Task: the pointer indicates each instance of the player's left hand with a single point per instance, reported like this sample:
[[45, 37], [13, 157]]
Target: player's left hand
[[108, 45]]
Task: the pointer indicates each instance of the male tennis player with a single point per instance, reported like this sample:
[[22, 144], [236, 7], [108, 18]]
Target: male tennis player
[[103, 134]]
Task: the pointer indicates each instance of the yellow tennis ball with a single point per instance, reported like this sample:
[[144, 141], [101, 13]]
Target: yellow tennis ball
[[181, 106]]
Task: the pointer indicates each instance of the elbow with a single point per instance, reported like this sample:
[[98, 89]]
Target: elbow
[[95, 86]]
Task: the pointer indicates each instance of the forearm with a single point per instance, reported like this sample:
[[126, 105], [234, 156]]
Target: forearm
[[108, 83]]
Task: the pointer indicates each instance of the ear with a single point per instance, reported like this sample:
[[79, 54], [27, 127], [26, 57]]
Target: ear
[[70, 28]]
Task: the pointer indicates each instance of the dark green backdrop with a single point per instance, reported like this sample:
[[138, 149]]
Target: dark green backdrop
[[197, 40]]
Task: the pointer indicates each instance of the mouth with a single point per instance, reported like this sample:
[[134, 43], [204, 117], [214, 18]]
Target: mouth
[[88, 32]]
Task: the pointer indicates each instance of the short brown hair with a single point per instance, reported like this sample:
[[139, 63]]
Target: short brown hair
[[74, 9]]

- - - - - - -

The exercise
Copy all of the records above, changing every "instance" to "occurrence" and keeping everything else the same.

Result for this task
Task: the pointer indicates each occurrence of the player's left hand with a single point per occurrence, reported like this sample:
[[45, 37], [13, 157]]
Target: player's left hand
[[108, 45]]
Task: the pointer indicates each occurrence of the male tennis player with a single point per occurrence, reported like this sample:
[[22, 144], [236, 7], [108, 18]]
Target: male tennis player
[[103, 134]]
Task: the pointer indicates each occurrence of the yellow tennis ball with a single point per occurrence, reported like this sample:
[[144, 141], [101, 13]]
Target: yellow tennis ball
[[181, 106]]
Task: the pointer indicates each occurrence of the elbow with a single point per occurrence, reported like this sample:
[[98, 89]]
Target: elbow
[[95, 86]]
Task: the pointer indicates each occurrence of the forearm with a single point per occurrence, reported like this sample:
[[126, 105], [234, 156]]
Target: forearm
[[108, 83]]
Task: the pointer indicates each occurrence of the ear with a single point per occurrence, reported like this sample:
[[79, 54], [27, 127], [26, 57]]
Target: ear
[[70, 28]]
Task: the pointer indicates each occurrence of the dark green backdrop with a single point per occurrence, reported like this sample:
[[138, 149]]
Target: dark green backdrop
[[197, 40]]
Task: the pointer indicates each occurrence of the mouth with a single point per occurrence, reported like this sample:
[[134, 43], [204, 117], [214, 18]]
Target: mouth
[[88, 32]]
Task: the pointer indicates each occurrence of the short brown hair with a single point per occurrence, reported like this sample:
[[139, 63]]
Target: short brown hair
[[74, 9]]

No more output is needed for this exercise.